Your goal
Copy the article on rental demand word for word, from "It compared the" up to and including "increase of £101.".

Page text
════════
Tenants have shifted their hunger for a new home to the countryside and the suburbs rather than the city, creating a big gap in rental demand.
Rental asking prices in out-of-town and suburban areas have jumped 11 per cent, compared to 2 per cent in urban areas, Rightmove data shows.
It compared the asking prices for more than 300,000 rental homes on its website in February 2020 with August 2021.
This three-bedroom house in Upper Sheringham, Norfolk, can be rented for £1,100 a month via Brown & Co letting agents
London and city locations are seeing less demand than out-of-town areas from tenants
The shift follows the trend seen in the homebuyer market where demand for rural homes soared during the pandemic’s race for space and remote working.
Rightmove said that in the rental market, average asking prices in surburban areas had reached £1,041 a month, up from £940 in February 2020, an increase of £101.
At the same time, rents in rural areas are up from £1,141 a month to £1,264 a month, an increase of £123.
Meanwhile, rental asking prices in urban areas are up by £25 during the same period, from £1,347 to £1,372.
Demand for more outdoor space among tenants has seen greater competition for rental properties in the countryside and the suburbs.
Rightmove said the number of homes available to rent in the suburbs has dropped 45 per cent compared to pre-pandemic levels. At the same time, the figure is down 61 per cent in rural areas.
It said tenant demand for each rental property in the suburbs has risen 155 per cent compared to pre-pandemic levels and is up a huge 224 per cent in rural locations.
Only 3 per cent of the rental properties listed on Rightmove are now in rural locations
This two-bedroom house in Mount Ambrose, Cornwall,is available to rent for £70 a month via letting agents Trelawny
Darren Ellis, of lettings agent Bradleys Group, said: ‘Across our offices, which cover Somerset, Devon and Cornwall, the demand for properties in rural and semi-rural areas has reached fever pitch, with multiple applications for almost every property since the start of the year.
════════
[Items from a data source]
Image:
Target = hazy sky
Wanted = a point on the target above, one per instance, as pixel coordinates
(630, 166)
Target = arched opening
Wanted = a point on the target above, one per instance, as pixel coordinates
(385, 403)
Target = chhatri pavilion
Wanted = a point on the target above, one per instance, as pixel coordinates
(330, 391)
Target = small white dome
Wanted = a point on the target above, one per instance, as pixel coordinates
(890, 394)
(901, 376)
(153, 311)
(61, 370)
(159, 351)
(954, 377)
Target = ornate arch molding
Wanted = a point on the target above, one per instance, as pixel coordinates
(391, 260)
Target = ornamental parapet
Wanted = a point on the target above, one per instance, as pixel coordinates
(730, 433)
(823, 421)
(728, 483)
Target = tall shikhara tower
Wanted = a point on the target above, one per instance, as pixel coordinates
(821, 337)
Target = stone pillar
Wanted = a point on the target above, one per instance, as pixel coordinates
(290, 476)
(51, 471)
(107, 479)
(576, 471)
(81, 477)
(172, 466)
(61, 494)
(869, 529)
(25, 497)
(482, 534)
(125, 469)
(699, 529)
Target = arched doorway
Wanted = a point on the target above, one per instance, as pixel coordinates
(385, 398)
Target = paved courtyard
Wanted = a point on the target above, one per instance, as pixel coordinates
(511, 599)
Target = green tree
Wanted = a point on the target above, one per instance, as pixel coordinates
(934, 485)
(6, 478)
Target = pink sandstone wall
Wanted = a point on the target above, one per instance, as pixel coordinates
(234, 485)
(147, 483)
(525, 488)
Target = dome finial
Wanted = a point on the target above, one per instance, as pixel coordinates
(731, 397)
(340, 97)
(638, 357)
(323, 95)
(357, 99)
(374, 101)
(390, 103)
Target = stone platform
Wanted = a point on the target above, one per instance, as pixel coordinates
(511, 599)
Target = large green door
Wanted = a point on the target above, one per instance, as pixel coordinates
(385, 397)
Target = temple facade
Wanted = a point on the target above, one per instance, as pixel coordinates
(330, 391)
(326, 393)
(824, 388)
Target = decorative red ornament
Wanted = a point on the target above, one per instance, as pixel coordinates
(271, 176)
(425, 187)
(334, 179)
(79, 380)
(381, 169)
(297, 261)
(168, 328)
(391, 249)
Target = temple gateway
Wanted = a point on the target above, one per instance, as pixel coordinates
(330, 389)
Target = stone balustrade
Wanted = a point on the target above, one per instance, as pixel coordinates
════════
Exercise solution
It compared the asking prices for more than 300,000 rental homes on its website in February 2020 with August 2021.
This three-bedroom house in Upper Sheringham, Norfolk, can be rented for £1,100 a month via Brown & Co letting agents
London and city locations are seeing less demand than out-of-town areas from tenants
The shift follows the trend seen in the homebuyer market where demand for rural homes soared during the pandemic’s race for space and remote working.
Rightmove said that in the rental market, average asking prices in surburban areas had reached £1,041 a month, up from £940 in February 2020, an increase of £101.